Article
— BEGIN —

Here's a recursive solution:

def to_sum_k(n, k):
    if n == 1: 
        return [ [k] ]
    if n > k or n <= 0:
        return []
    res = []
    for i in range(k):
        sub_results = to_sum_k(n-1, k-i)
        for sub in sub_results:
            res.append(sub + [i])
    return res    

to_sum_k(3, 5)

results in:

[[5, 0, 0],
 [4, 1, 0],
 [3, 2, 0],
 [2, 3, 0],
 [1, 4, 0],
 [4, 0, 1],
 [3, 1, 1],
 [2, 2, 1],
 [1, 3, 1],
 [3, 0, 2],
 ...
 [2, 1, 2],

And the same solution can be optimized to a semi-dynamic programming solution by keeping a 'cache' of all the results that we're previously computed, and reusing them when needed:

cache = {}
def to_sum_k(n, k):
    res = cache.get((n,k), [])

— END —

Data provided

— BEGIN —

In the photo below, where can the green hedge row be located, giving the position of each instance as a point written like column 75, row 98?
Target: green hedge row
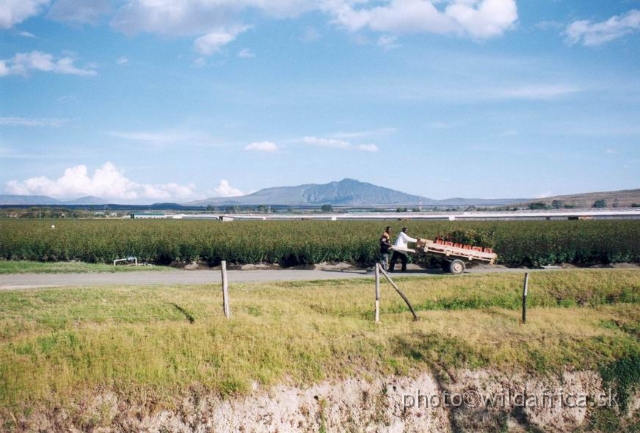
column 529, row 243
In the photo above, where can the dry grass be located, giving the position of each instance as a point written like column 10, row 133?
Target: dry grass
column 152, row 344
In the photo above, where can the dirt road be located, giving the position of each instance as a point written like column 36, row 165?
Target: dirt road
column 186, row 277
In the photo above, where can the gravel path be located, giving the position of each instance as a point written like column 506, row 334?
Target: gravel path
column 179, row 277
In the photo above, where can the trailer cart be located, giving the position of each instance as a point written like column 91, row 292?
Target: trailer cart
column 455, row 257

— END —
— BEGIN —

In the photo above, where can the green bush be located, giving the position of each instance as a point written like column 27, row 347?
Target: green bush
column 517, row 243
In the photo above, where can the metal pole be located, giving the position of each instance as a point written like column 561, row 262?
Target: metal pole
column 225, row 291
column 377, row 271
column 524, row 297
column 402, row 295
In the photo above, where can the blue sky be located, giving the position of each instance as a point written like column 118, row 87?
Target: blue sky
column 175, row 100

— END —

Set task
Can you continue the answer on recursively generating lists that sum to k, starting right after its last line of code?

Written answer
    if res: 
        return res

    if n == 1: 
        res  = [ [k] ]
    elif n > k or n <= 0:
        res = []
    else:
        for i in range(k):
            sub_results = to_sum_k(n-1, k-i)
            for sub in sub_results:
                res.append(sub + [i])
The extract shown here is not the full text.